- RECORD EXTRACTS
= Beginning of Section =
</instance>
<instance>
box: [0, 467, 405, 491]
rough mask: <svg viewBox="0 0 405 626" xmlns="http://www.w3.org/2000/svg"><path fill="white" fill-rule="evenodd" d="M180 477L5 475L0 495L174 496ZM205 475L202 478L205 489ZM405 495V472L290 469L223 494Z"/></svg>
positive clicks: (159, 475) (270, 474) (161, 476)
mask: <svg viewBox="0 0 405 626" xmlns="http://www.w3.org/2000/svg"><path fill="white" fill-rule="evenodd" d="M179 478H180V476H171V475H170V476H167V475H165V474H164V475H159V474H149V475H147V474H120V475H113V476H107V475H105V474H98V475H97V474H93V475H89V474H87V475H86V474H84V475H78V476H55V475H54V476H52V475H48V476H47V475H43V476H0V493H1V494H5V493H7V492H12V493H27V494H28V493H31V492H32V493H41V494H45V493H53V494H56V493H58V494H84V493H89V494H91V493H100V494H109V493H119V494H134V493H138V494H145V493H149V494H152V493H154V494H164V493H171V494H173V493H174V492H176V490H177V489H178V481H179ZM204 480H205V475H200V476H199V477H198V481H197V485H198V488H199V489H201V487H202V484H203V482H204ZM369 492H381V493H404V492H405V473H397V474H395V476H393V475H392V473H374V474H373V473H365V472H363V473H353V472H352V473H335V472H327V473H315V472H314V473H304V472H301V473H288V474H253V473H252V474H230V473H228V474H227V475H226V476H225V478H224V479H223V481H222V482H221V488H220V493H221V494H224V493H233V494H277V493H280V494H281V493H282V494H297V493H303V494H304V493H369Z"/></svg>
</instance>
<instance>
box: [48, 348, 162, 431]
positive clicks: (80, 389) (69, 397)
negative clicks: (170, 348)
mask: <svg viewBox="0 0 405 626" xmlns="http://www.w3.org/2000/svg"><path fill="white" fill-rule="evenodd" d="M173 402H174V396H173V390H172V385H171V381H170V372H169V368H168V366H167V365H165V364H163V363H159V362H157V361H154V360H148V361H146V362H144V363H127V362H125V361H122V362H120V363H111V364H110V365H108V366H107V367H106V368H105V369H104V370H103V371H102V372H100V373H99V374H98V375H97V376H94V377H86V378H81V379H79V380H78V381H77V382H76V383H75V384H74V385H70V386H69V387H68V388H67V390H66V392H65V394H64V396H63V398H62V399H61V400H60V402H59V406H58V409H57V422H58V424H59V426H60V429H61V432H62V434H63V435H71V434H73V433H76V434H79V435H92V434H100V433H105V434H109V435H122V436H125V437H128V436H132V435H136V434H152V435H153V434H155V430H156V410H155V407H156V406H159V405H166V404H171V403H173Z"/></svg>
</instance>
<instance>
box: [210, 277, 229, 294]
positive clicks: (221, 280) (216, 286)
= End of Section =
= Beginning of Section =
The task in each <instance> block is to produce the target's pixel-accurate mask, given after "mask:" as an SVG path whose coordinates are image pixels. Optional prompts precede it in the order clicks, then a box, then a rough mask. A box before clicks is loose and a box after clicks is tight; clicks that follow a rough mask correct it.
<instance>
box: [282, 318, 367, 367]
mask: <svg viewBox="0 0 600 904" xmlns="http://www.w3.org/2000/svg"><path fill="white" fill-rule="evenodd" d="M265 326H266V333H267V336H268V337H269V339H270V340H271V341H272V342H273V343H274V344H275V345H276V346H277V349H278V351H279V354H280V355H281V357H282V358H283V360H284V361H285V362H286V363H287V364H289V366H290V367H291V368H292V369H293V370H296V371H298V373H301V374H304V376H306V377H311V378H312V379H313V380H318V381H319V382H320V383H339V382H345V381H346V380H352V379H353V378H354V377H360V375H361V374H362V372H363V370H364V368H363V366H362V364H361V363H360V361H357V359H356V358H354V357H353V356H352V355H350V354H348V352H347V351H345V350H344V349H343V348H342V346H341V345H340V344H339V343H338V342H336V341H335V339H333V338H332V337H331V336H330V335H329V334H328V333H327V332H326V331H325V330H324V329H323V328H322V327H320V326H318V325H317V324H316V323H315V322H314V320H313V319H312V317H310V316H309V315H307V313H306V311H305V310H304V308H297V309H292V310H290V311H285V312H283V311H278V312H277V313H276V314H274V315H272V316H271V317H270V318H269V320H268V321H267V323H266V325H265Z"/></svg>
= End of Section =
- WHAT TO DO
Work out how many lines in the data hold the word "rough"; reply with the number alone.

- WRITTEN REPLY
2